■ **ACTIVITY**
The response should consist solely of the line containing "Tag the wrist" and the lines after it through the end of the listing below, repeated exactly.

⁂

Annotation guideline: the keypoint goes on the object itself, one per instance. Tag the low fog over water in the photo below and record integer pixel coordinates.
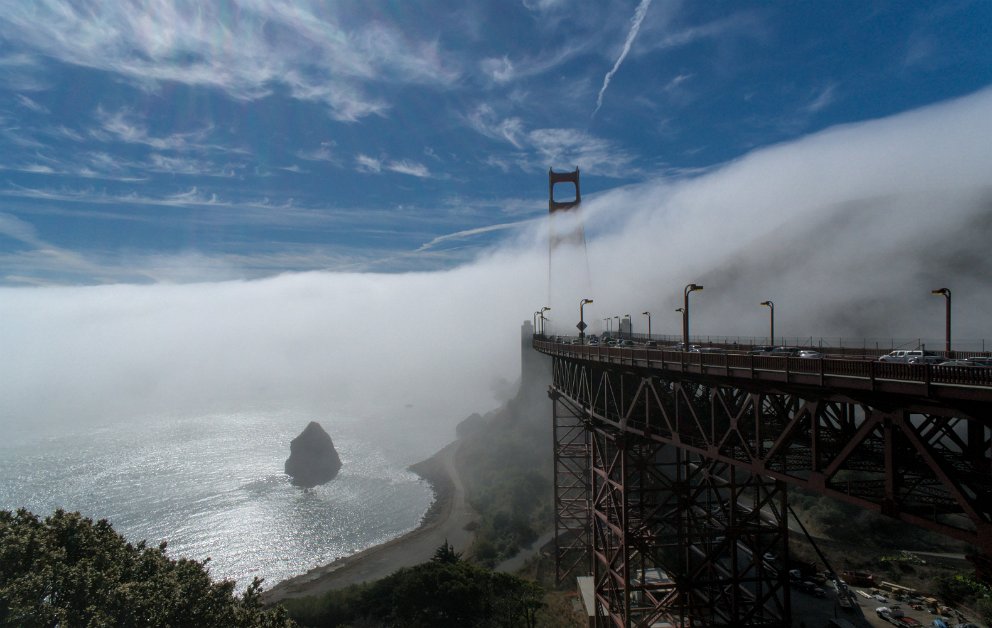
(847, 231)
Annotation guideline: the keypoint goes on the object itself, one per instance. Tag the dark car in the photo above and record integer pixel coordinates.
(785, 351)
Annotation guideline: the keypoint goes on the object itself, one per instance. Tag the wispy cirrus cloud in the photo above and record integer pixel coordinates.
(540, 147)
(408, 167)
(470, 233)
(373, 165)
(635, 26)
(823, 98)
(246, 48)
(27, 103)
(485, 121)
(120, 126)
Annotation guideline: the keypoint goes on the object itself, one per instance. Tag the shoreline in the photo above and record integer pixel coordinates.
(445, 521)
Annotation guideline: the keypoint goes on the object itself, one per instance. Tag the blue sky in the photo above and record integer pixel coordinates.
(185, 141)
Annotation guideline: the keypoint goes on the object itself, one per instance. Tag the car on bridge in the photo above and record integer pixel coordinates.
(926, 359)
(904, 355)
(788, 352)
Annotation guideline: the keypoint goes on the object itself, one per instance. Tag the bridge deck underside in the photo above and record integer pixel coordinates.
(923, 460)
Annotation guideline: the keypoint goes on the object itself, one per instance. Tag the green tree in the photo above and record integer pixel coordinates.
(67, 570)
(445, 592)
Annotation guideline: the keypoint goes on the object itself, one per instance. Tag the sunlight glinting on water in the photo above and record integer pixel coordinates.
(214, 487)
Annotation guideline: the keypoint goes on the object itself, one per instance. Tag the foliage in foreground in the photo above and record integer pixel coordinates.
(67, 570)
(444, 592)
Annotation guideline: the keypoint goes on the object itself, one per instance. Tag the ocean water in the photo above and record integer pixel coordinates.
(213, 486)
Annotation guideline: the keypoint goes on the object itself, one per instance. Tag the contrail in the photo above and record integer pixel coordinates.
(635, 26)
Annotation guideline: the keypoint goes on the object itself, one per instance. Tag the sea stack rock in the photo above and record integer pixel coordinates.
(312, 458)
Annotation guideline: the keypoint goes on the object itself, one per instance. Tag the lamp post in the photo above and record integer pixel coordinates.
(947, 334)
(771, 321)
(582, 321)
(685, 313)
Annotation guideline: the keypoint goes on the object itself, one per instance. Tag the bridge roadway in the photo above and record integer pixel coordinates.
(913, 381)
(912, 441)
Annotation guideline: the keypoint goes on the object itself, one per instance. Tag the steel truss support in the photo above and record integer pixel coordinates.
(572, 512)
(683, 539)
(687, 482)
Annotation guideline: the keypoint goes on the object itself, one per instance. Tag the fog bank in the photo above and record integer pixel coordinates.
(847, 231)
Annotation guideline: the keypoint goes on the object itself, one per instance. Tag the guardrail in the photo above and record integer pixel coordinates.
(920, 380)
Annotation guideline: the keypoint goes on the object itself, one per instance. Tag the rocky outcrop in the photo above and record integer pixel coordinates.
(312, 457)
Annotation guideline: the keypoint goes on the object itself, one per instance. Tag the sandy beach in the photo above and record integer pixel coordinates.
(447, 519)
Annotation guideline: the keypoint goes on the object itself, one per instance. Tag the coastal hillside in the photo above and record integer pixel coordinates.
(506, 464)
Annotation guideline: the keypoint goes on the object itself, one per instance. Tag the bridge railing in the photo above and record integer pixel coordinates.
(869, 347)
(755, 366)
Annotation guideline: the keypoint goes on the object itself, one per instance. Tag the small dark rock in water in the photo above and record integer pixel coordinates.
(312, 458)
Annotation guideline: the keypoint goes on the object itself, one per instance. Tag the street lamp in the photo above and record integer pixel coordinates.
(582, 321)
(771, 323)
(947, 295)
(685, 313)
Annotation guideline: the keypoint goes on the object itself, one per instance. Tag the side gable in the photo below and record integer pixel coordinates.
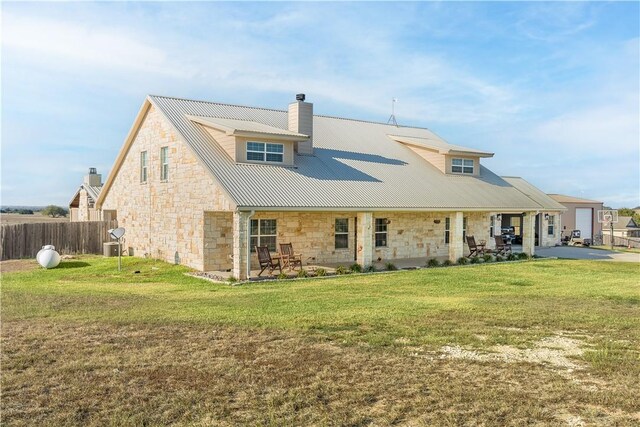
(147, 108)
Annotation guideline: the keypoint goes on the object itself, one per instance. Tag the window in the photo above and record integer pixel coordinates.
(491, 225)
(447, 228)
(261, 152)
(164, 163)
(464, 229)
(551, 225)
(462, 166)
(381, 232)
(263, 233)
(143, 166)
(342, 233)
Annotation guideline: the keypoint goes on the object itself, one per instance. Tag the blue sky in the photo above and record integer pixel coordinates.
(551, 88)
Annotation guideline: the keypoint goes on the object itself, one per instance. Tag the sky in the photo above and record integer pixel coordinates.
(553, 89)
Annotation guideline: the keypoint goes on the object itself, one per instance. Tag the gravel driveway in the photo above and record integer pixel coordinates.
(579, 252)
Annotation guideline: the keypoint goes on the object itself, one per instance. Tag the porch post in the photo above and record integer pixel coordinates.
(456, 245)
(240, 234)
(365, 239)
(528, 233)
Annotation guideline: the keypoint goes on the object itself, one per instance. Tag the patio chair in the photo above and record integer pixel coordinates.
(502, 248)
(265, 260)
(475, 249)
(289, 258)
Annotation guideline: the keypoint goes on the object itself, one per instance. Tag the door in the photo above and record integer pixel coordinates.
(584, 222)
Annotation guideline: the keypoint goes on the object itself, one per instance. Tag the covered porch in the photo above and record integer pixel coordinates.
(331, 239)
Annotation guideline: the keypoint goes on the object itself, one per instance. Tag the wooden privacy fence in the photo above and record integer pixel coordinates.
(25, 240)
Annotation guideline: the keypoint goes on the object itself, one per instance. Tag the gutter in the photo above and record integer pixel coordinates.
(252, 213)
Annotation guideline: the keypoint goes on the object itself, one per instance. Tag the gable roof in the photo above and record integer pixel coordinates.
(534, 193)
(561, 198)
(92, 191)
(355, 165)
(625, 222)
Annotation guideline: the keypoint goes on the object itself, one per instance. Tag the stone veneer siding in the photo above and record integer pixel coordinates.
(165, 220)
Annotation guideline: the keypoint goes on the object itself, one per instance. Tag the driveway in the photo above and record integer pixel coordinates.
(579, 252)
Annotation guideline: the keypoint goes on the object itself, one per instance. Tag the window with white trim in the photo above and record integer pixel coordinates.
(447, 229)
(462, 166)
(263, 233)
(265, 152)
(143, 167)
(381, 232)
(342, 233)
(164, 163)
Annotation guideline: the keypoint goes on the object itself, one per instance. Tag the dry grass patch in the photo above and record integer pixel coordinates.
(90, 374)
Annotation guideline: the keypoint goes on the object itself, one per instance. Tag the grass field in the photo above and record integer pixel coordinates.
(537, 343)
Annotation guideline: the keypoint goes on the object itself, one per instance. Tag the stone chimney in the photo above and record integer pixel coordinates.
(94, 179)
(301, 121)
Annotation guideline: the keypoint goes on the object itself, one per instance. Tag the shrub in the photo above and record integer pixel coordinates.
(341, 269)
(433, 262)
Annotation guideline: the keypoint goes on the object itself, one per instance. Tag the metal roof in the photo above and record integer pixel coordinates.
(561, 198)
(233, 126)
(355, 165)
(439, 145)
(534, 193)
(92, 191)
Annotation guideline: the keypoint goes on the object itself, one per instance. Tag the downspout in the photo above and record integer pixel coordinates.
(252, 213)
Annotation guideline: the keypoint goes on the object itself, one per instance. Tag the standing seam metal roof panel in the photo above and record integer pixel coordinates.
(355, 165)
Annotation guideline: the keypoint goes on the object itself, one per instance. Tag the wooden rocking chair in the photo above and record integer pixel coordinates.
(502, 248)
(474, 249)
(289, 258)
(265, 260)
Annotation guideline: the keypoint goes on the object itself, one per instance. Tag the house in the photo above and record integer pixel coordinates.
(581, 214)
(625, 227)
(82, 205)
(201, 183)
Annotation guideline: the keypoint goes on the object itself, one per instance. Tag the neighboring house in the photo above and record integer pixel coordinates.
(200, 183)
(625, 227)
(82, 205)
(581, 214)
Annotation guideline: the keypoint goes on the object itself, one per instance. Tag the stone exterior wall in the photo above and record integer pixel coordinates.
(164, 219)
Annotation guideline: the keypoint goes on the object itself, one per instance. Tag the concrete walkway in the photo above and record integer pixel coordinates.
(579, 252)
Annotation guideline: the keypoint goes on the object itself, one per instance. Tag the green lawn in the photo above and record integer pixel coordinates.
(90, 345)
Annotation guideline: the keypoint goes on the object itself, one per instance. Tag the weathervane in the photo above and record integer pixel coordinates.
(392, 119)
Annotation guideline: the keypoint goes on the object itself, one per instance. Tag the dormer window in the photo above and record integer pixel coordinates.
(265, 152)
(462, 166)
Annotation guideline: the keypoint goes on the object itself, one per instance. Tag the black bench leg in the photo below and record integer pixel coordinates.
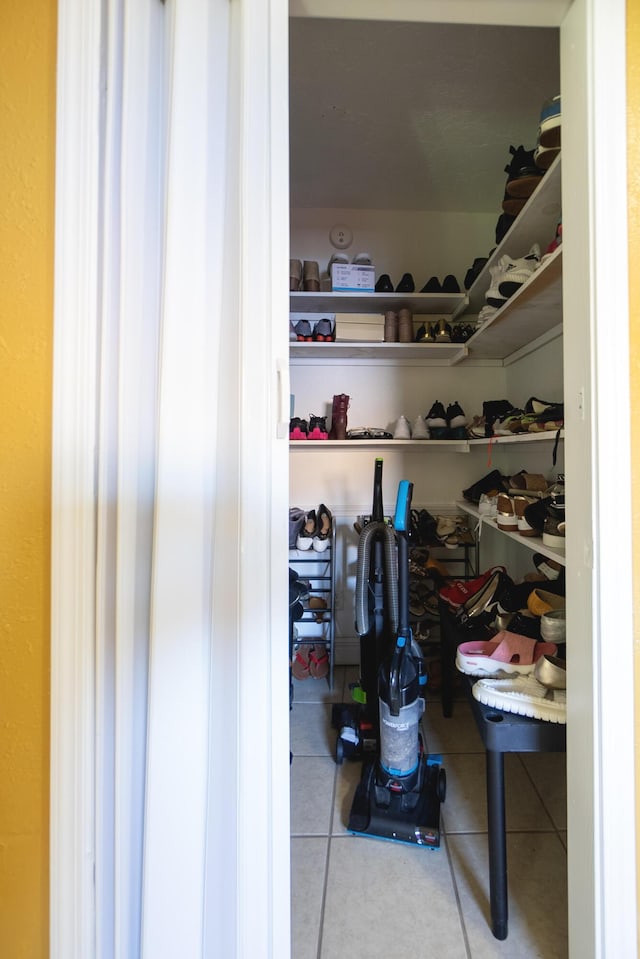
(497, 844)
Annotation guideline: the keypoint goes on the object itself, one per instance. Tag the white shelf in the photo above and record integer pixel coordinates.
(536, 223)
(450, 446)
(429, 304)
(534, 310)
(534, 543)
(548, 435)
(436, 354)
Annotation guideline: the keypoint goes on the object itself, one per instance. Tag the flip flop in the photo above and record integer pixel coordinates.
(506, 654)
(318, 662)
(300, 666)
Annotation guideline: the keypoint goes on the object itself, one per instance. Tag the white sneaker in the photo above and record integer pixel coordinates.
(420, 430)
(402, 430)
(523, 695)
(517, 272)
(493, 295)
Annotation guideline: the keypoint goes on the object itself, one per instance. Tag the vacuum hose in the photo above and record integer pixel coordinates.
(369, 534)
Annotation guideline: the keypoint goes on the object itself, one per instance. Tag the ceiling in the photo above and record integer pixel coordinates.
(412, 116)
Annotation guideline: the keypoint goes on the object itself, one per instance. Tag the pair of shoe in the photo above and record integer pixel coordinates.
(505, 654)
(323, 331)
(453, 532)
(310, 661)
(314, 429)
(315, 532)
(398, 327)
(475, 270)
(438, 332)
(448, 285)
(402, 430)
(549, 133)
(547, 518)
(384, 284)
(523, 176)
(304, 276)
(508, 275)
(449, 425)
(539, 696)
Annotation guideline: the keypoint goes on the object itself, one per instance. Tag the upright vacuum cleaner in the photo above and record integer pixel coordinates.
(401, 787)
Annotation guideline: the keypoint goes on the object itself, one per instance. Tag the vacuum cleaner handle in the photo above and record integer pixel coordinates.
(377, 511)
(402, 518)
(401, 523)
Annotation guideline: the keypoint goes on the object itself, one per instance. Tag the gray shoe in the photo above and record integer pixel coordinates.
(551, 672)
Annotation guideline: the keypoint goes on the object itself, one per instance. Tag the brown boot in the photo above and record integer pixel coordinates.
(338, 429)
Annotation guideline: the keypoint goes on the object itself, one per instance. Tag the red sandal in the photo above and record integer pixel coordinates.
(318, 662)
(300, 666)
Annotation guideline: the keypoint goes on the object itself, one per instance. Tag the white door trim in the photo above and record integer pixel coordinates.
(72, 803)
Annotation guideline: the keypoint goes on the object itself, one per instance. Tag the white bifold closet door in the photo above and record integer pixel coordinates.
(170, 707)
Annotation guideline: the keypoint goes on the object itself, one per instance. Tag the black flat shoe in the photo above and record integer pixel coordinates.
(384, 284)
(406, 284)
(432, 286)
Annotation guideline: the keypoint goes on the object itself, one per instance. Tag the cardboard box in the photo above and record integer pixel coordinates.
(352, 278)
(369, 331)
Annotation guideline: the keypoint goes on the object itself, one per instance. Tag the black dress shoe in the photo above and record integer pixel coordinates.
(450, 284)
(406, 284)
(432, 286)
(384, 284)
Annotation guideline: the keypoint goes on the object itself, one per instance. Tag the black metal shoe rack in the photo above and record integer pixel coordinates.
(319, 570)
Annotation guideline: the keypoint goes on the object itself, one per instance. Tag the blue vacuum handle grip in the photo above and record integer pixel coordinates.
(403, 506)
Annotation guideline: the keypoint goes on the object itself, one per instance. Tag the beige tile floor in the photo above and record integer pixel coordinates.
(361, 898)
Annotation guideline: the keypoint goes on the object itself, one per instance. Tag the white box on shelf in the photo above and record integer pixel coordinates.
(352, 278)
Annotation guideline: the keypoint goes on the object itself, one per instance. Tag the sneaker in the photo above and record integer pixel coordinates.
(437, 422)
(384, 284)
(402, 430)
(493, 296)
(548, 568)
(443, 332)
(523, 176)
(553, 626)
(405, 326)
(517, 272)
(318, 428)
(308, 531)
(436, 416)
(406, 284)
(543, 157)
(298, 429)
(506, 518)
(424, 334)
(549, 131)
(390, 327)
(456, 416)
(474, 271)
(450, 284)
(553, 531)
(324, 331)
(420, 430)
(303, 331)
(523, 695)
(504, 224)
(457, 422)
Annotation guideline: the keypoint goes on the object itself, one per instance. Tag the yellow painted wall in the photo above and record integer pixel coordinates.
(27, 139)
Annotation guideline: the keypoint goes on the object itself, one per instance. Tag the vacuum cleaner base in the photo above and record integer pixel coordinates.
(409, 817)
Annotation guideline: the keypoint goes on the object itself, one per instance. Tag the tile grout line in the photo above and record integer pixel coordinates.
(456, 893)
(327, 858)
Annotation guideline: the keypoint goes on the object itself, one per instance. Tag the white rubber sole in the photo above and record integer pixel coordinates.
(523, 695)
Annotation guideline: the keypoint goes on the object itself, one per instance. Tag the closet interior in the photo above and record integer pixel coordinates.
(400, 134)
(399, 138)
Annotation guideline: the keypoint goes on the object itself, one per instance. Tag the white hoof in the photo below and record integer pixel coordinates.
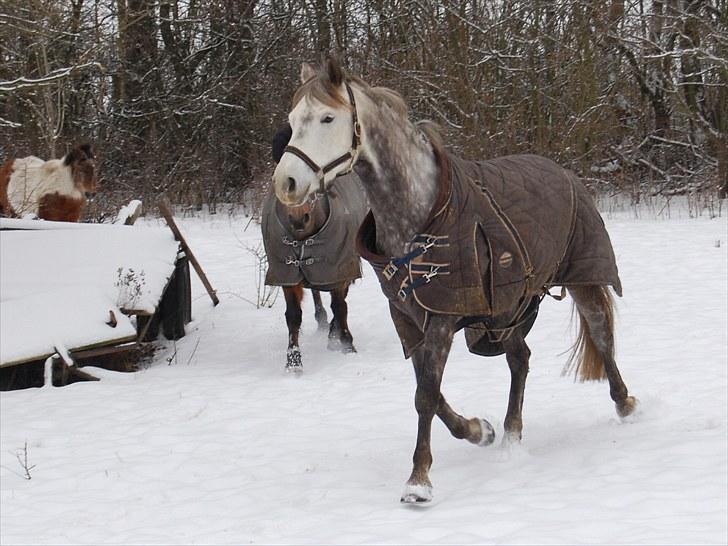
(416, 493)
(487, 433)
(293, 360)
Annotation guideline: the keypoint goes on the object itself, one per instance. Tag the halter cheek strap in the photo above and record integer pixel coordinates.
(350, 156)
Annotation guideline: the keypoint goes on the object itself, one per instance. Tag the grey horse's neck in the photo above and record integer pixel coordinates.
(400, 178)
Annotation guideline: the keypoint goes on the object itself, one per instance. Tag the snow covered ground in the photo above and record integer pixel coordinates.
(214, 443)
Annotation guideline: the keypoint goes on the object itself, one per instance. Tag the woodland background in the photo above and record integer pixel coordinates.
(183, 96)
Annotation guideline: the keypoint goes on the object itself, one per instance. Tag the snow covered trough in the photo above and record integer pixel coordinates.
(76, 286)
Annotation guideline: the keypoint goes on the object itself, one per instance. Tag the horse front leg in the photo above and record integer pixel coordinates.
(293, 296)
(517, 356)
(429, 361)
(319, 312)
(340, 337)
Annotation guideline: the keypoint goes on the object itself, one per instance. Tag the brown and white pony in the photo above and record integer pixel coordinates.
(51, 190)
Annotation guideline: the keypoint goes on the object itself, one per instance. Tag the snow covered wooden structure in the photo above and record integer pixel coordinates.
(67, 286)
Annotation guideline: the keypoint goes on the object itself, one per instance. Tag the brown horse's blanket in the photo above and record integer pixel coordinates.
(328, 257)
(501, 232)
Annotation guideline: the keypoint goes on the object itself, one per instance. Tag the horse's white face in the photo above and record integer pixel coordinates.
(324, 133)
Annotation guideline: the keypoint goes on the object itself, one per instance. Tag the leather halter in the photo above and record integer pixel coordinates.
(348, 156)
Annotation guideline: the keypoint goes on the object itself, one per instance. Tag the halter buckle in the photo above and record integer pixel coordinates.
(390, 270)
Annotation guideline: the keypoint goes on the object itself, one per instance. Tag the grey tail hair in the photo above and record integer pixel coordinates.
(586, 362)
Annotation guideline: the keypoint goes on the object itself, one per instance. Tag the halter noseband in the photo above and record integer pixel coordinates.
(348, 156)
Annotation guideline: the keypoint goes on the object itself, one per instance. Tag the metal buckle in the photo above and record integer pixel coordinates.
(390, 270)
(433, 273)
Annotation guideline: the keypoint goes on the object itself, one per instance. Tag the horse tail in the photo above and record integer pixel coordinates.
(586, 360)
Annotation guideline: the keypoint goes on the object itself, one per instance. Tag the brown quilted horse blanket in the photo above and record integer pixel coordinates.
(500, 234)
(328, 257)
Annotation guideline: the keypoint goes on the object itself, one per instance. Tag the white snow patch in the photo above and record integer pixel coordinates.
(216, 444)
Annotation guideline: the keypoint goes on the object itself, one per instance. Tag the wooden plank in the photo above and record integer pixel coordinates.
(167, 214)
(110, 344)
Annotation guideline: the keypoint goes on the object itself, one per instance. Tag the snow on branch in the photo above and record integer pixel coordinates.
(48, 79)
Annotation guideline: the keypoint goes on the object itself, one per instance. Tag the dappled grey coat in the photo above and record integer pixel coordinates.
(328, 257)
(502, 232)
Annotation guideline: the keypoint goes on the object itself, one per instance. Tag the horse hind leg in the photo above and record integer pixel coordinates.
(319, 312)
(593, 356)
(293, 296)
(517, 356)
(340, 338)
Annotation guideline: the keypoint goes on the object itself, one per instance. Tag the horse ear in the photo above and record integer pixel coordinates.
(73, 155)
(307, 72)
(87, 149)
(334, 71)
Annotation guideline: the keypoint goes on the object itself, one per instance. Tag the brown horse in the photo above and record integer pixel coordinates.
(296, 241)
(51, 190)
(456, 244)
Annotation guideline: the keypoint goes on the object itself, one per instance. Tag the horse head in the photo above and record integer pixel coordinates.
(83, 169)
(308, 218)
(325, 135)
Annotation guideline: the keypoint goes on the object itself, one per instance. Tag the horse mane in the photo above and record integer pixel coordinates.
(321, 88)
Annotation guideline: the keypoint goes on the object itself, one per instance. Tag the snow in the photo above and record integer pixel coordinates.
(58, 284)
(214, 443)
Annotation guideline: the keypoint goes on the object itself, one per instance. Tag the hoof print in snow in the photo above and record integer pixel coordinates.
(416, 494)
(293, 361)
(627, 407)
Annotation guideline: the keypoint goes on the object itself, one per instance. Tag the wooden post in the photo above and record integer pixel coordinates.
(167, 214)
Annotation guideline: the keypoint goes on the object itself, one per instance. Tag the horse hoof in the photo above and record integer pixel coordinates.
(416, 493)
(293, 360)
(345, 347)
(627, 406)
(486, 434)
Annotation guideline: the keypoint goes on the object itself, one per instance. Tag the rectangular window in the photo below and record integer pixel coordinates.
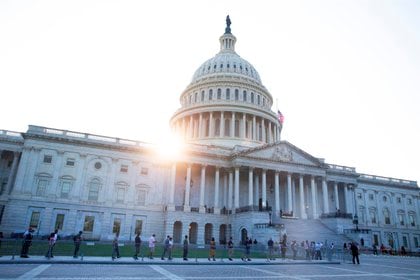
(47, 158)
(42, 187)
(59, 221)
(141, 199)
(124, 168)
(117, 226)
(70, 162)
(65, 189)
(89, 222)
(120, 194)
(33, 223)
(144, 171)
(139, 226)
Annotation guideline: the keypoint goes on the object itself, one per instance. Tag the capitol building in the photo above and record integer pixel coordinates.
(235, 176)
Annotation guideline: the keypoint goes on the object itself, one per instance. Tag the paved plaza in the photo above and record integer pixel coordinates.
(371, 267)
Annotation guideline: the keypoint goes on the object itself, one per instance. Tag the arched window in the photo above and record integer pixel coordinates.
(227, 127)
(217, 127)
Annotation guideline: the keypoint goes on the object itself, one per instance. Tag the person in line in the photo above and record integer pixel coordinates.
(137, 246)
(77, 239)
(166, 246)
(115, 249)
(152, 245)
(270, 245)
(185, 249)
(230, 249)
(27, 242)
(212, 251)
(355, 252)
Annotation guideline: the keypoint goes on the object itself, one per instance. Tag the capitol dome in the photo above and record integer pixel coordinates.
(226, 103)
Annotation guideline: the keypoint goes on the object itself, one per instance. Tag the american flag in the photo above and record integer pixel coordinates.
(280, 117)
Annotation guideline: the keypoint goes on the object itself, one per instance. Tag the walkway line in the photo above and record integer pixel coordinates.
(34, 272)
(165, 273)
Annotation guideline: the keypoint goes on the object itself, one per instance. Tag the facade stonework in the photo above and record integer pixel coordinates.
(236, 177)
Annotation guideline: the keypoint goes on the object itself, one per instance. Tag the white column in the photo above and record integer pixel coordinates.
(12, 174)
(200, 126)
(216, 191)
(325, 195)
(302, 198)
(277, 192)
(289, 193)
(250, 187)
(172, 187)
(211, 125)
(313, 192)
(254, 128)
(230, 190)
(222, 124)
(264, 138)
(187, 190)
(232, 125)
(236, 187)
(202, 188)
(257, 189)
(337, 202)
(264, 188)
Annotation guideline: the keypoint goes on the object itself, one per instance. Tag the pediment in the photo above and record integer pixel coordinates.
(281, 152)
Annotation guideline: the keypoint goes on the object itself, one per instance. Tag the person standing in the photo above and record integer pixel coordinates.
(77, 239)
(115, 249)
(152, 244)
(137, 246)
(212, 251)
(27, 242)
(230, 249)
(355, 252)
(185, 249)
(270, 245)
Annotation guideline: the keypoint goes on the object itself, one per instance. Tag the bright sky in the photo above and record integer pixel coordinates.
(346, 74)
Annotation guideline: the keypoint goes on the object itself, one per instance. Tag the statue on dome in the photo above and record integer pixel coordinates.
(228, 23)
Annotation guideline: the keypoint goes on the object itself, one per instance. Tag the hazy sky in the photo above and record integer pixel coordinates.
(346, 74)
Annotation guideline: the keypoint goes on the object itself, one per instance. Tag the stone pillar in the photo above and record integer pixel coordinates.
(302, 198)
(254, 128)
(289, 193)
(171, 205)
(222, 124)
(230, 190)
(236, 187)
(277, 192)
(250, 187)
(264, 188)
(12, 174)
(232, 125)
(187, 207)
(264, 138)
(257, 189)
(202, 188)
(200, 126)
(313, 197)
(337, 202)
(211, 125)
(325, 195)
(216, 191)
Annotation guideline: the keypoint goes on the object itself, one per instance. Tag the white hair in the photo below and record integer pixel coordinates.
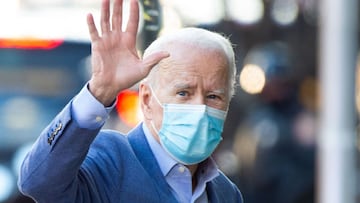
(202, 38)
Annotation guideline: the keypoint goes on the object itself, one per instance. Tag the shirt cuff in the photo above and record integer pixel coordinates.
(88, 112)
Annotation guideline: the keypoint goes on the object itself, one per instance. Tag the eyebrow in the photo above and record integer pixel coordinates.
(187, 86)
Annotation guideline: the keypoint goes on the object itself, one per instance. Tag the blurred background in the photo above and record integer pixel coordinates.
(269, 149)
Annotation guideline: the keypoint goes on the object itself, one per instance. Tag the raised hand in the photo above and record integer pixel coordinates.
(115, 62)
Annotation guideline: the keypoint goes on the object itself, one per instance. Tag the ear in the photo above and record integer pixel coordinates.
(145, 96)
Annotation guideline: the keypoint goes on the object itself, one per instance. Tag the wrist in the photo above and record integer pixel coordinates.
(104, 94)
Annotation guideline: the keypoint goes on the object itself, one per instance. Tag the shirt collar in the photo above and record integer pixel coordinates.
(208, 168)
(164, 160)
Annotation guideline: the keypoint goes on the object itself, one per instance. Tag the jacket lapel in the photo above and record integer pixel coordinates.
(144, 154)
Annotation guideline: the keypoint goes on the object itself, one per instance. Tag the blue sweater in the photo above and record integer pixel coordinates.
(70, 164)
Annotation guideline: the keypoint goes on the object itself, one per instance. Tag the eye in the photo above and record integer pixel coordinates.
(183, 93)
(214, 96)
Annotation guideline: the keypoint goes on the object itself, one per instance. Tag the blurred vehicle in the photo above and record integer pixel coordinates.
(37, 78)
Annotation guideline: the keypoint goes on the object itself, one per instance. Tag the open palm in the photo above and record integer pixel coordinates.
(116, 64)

⁂

■ **THE ANSWER**
Annotation guideline: the keypoint goes on the object itself, one per instance. Tag the wrist in the photo above and record integer pixel coordinates.
(104, 94)
Annotation guideline: the keypoint goes on the object itself, one per instance. Tag the shirt collar in the photo above and record integer pixel coordinates.
(208, 168)
(164, 160)
Annotation guideline: the keypoint goes on the object itself, one per instance. Tag the jacket lapel in the photo above and record integer pixel coordinates.
(144, 154)
Annotation guideline: the keypoint goes on the object itself, one per instance. Tag the blue sweater in the photo above and record integer pixel coordinates.
(70, 164)
Annotation guideline: the keypoint goes on the object itself, one per instance. Tag the eye in the photo above and record integer pixel coordinates.
(183, 93)
(214, 96)
Annotation guideline: the keypoint goes on the object itself, one per instance. Tag the blurred vehicle in the photo above and record integer pixel coordinates.
(37, 78)
Annotation guideline: the keypoint goes on the object itself, one per instance. Tag the open palm in the photo above and record integer pixel coordinates.
(116, 64)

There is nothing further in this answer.